▸ MATERIAL FOR THIS EXERCISE:
►

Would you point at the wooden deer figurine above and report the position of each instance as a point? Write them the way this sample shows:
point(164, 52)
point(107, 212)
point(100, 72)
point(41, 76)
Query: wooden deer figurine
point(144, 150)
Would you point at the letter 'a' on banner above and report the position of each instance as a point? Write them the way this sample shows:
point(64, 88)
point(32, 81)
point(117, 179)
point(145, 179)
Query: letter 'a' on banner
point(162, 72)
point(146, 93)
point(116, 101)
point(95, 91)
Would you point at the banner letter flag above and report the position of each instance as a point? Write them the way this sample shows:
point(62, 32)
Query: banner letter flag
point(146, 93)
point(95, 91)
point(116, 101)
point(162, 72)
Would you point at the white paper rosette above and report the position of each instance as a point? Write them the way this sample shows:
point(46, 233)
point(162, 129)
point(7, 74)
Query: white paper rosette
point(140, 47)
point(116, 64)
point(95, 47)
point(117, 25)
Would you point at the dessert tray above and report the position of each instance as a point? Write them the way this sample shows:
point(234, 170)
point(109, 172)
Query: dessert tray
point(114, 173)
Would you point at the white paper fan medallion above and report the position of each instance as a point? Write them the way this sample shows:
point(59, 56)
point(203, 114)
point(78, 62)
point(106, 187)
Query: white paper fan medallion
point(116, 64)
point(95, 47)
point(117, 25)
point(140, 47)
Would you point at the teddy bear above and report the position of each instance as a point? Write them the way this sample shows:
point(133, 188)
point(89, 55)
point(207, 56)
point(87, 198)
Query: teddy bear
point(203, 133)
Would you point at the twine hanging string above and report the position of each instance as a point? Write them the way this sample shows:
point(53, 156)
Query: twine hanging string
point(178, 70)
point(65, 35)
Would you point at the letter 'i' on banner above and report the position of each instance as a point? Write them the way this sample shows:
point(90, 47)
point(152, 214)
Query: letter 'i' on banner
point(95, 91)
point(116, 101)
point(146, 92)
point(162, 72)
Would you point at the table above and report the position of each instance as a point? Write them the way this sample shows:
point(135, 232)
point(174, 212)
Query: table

◄

▸ WHAT TO PRODUCE: Count the lines above in which the string "Would" occurs, and write the number with no other text.

▸ EXERCISE RESPONSE: 10